Dataset records on where objects are located

----------

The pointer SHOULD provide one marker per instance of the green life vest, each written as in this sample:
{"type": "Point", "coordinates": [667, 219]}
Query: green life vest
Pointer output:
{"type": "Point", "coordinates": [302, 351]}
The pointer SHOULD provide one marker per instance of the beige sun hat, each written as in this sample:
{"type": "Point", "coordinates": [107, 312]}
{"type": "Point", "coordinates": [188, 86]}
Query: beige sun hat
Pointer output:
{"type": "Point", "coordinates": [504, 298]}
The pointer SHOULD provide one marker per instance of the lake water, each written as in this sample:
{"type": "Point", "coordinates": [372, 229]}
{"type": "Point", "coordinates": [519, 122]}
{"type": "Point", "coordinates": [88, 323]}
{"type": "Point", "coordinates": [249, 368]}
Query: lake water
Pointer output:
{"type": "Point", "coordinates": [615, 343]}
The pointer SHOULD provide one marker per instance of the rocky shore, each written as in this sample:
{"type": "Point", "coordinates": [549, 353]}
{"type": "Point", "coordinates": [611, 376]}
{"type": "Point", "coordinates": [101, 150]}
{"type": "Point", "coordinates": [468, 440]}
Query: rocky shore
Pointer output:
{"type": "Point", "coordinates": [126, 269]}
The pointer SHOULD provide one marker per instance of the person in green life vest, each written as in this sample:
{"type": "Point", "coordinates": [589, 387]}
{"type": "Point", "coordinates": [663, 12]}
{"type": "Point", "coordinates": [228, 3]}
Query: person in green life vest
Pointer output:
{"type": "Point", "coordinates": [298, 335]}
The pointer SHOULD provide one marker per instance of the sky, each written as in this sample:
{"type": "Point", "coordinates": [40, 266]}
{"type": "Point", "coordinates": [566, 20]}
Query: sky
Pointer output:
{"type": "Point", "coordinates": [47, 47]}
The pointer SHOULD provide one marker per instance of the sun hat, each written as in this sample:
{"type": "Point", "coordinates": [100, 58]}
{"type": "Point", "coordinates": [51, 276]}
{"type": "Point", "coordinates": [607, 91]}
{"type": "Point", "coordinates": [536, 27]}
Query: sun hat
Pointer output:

----------

Reproduce all of the data above line for line, changing nothing.

The pointer SHOULD provide one marker per instance of the green life vest, each written as in this sample:
{"type": "Point", "coordinates": [667, 219]}
Query: green life vest
Pointer output:
{"type": "Point", "coordinates": [302, 351]}
The pointer SHOULD provide one marker per instance of the beige sun hat, each written as in this sample:
{"type": "Point", "coordinates": [107, 312]}
{"type": "Point", "coordinates": [188, 86]}
Query: beige sun hat
Pointer output:
{"type": "Point", "coordinates": [504, 298]}
The pointer SHOULD provide one marker per instance of the lake water, each written as in this sample:
{"type": "Point", "coordinates": [372, 229]}
{"type": "Point", "coordinates": [519, 122]}
{"type": "Point", "coordinates": [88, 323]}
{"type": "Point", "coordinates": [249, 368]}
Query: lake water
Pointer output:
{"type": "Point", "coordinates": [615, 343]}
The pointer SHOULD provide one marker per instance of the rocky shore, each written as in this sample:
{"type": "Point", "coordinates": [549, 353]}
{"type": "Point", "coordinates": [611, 376]}
{"type": "Point", "coordinates": [101, 150]}
{"type": "Point", "coordinates": [468, 440]}
Query: rocky shore
Pointer output:
{"type": "Point", "coordinates": [126, 269]}
The pointer SHOULD provide one marker per instance of the person in green life vest, each written as in this sample:
{"type": "Point", "coordinates": [589, 387]}
{"type": "Point", "coordinates": [663, 12]}
{"type": "Point", "coordinates": [228, 3]}
Query: person in green life vest
Pointer output:
{"type": "Point", "coordinates": [298, 335]}
The pointer SHOULD provide one marker per instance of the sky, each written as in this sample:
{"type": "Point", "coordinates": [40, 266]}
{"type": "Point", "coordinates": [566, 20]}
Query: sky
Pointer output:
{"type": "Point", "coordinates": [47, 47]}
The pointer SHOULD provide one marker per instance of the sun hat, each written as in this sample:
{"type": "Point", "coordinates": [100, 58]}
{"type": "Point", "coordinates": [51, 276]}
{"type": "Point", "coordinates": [607, 91]}
{"type": "Point", "coordinates": [536, 27]}
Query: sun hat
Pointer output:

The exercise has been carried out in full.